Work order: Please restate the records below verbatim, omitting every image they hold.

Data provided:

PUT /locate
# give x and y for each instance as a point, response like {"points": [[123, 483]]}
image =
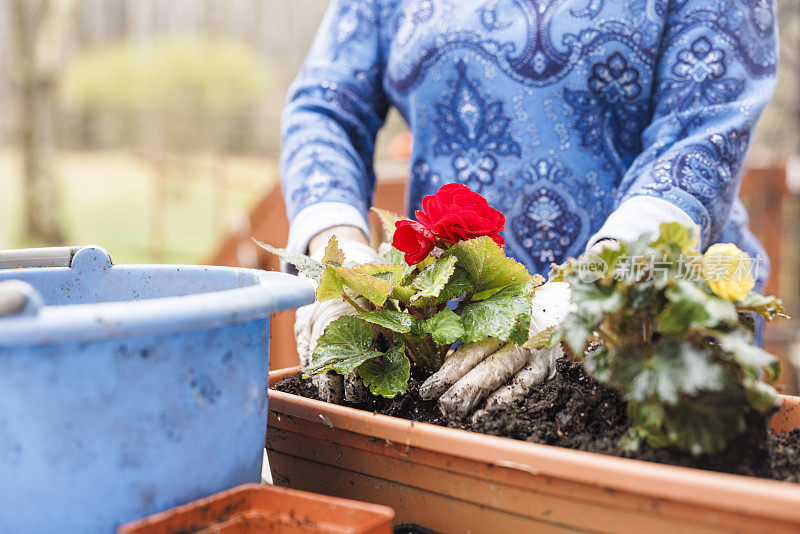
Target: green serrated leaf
{"points": [[404, 293], [305, 265], [597, 361], [394, 270], [395, 256], [331, 285], [487, 265], [333, 254], [674, 233], [675, 369], [648, 420], [760, 395], [388, 375], [431, 281], [372, 288], [595, 299], [740, 347], [506, 315], [768, 307], [393, 320], [343, 346], [457, 285], [704, 424], [445, 327], [388, 219], [577, 328], [691, 306]]}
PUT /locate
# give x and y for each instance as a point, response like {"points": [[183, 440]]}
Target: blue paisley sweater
{"points": [[578, 119]]}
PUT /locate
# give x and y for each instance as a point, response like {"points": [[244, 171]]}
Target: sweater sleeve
{"points": [[334, 110], [714, 76]]}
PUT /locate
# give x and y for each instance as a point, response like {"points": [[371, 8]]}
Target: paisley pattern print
{"points": [[556, 110], [474, 130], [609, 115], [546, 221], [698, 78]]}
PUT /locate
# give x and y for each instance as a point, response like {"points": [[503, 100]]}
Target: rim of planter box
{"points": [[749, 495], [39, 324]]}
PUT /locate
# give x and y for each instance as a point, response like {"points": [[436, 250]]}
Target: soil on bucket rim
{"points": [[574, 411]]}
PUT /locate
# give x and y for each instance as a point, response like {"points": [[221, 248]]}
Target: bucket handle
{"points": [[18, 299], [85, 258], [37, 257]]}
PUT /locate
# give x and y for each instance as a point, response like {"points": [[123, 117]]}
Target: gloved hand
{"points": [[503, 372], [310, 323]]}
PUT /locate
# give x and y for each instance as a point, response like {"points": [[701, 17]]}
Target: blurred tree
{"points": [[41, 27], [183, 88]]}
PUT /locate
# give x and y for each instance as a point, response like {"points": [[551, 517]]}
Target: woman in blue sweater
{"points": [[581, 120]]}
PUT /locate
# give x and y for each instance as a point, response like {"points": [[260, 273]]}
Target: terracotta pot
{"points": [[252, 508], [453, 480]]}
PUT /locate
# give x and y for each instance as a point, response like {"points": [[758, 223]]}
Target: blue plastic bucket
{"points": [[126, 390]]}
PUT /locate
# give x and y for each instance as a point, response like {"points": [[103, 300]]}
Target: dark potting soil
{"points": [[574, 411]]}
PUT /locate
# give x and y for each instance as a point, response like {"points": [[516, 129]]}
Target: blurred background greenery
{"points": [[149, 127]]}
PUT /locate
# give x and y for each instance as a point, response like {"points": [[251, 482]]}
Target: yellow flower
{"points": [[728, 271]]}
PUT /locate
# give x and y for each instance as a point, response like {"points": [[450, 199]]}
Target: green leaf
{"points": [[305, 265], [404, 293], [395, 270], [546, 339], [487, 265], [505, 315], [331, 285], [395, 256], [766, 306], [674, 233], [648, 419], [445, 327], [704, 424], [596, 300], [374, 289], [597, 362], [343, 346], [577, 329], [740, 347], [393, 320], [388, 375], [432, 280], [333, 254], [457, 285], [760, 395], [388, 219], [675, 369], [692, 306]]}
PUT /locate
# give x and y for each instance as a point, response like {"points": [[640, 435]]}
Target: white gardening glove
{"points": [[310, 323], [503, 372]]}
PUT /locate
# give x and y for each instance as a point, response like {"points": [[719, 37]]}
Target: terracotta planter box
{"points": [[453, 480], [254, 508]]}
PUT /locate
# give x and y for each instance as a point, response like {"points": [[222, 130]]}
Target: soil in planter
{"points": [[573, 410]]}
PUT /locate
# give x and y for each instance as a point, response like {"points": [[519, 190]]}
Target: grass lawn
{"points": [[141, 211]]}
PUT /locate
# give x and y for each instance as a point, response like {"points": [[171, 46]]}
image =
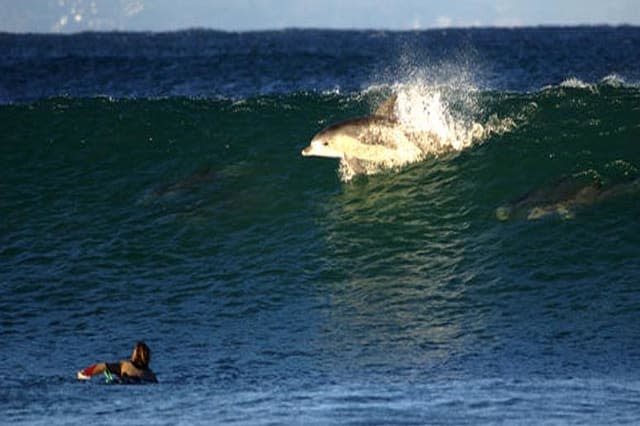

Solved exercise:
PUT /locate
# give x and y for each instance as a point, response like {"points": [[123, 483]]}
image =
Target: green serrated leaf
{"points": [[404, 293], [305, 265], [597, 361], [394, 270], [395, 256], [331, 285], [487, 265], [333, 254], [674, 233], [675, 369], [648, 420], [760, 395], [388, 375], [431, 281], [372, 288], [595, 299], [740, 347], [506, 315], [768, 307], [393, 320], [343, 346], [457, 285], [704, 424], [445, 327], [388, 219], [577, 328], [691, 306]]}
PUT /locate
# give x and y for each instance as a point, response like {"points": [[183, 440]]}
Target: blue paisley sweater
{"points": [[578, 119]]}
PUT /locate
# give x and y for each instance as a point, response like {"points": [[244, 171]]}
Target: sweater sleeve
{"points": [[334, 110], [714, 76]]}
PUT /locate
# give x and y for each instance as a point, response like {"points": [[371, 8]]}
Target: paisley pattern print
{"points": [[556, 110], [474, 130], [609, 115], [546, 221], [698, 78]]}
PUT /locate
# give x and y for each instance as a point, response like {"points": [[503, 100]]}
Target: rim of planter box
{"points": [[749, 495], [39, 324]]}
PUT /locate
# give x and y for each instance as a point, response like {"points": [[436, 250]]}
Target: soil on bucket rim
{"points": [[574, 411]]}
PUT /locate
# give x and y for each instance as a point, response like {"points": [[221, 248]]}
Target: bucket handle
{"points": [[18, 299], [85, 258], [37, 257]]}
PUT /locate
# give x and y for each instance as a point, response like {"points": [[123, 117]]}
Target: gloved hand
{"points": [[503, 372], [310, 323]]}
PUT /locate
# give x and y for each instance as a point, response like {"points": [[701, 17]]}
Target: blurred tree
{"points": [[41, 27], [183, 88]]}
PUT /locate
# give x and y for each instance as a point, response like {"points": [[551, 517]]}
Target: woman in blue sweater
{"points": [[581, 120]]}
PUT /locate
# give x and y for each instance as a point, response like {"points": [[260, 273]]}
Target: terracotta pot
{"points": [[252, 508], [453, 480]]}
PUT /locate
# give x and y for each instance as a point, response like {"points": [[758, 223]]}
Target: blue plastic bucket
{"points": [[126, 390]]}
PUT /locate
# give x and y for each instance as a point, response like {"points": [[103, 300]]}
Target: dark potting soil
{"points": [[574, 411]]}
PUT /locate
# give x and y for each instance as a point, response like {"points": [[516, 129]]}
Target: blurred background greenery
{"points": [[149, 127]]}
PUT /locate
# give x and y for each instance as a point, response like {"points": [[251, 482]]}
Target: yellow flower
{"points": [[728, 271]]}
PUT /locate
# give x and y for each instance as a point, response like {"points": [[450, 199]]}
Target: green leaf
{"points": [[305, 265], [404, 293], [395, 270], [546, 339], [487, 265], [505, 315], [331, 285], [395, 256], [766, 306], [674, 233], [648, 419], [445, 327], [704, 424], [596, 300], [374, 289], [597, 362], [343, 346], [577, 329], [740, 347], [393, 320], [388, 375], [432, 280], [333, 254], [457, 285], [760, 395], [388, 219], [675, 369], [692, 306]]}
PUT /locate
# give x and y for each instance as a point, response like {"points": [[640, 435]]}
Target: white gardening glove
{"points": [[310, 323], [503, 372]]}
PUT /locate
# give x and y for each instance as a point, response like {"points": [[719, 37]]}
Target: terracotta planter box
{"points": [[453, 480], [254, 508]]}
PUT /locate
# give x and y for each instance as a point, response like {"points": [[222, 130]]}
Target: soil in planter
{"points": [[573, 410]]}
PUT /locate
# give x and y for each instance as a point, response like {"points": [[519, 190]]}
Target: grass lawn
{"points": [[141, 211]]}
PUT /locate
# give x and y for each instance as a point, response like {"points": [[171, 46]]}
image =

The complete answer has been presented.